*Aim*.
Count the lines in the records below that contain the word "masks". Give only the number.

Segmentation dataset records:
....
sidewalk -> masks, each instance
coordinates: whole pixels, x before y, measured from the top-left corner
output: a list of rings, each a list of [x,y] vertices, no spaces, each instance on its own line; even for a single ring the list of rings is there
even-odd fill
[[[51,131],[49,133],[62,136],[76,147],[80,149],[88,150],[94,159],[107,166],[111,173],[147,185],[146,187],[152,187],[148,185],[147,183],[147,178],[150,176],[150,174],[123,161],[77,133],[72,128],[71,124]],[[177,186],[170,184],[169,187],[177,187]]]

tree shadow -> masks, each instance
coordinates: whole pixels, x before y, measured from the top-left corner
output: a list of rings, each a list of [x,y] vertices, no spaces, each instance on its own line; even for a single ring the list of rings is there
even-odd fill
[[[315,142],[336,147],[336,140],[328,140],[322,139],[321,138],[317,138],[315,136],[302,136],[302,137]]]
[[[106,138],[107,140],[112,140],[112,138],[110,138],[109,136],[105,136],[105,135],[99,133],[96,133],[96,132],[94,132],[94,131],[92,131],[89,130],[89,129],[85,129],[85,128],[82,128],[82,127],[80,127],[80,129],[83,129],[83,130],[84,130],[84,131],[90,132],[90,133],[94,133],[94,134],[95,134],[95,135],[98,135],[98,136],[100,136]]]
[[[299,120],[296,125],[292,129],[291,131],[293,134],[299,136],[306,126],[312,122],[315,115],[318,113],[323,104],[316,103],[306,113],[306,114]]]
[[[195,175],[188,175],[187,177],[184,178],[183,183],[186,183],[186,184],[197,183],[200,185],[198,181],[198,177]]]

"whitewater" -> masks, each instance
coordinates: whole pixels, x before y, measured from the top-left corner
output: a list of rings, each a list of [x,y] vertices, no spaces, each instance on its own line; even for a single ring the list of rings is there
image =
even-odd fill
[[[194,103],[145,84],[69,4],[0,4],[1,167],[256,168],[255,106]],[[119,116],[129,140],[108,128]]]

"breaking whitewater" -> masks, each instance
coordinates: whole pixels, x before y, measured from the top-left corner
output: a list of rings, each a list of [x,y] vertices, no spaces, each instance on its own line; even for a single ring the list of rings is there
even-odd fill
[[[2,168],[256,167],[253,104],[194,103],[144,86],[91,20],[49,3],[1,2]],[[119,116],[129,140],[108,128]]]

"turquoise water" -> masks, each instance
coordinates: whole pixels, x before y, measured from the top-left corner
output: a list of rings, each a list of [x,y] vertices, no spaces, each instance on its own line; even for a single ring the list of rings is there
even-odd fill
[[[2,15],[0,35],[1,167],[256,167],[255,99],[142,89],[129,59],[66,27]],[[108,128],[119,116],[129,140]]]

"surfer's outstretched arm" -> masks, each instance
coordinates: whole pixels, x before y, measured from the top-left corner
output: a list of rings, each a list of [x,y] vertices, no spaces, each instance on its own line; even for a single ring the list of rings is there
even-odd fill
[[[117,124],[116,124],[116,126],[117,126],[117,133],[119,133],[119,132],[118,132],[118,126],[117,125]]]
....
*Worked solution*.
6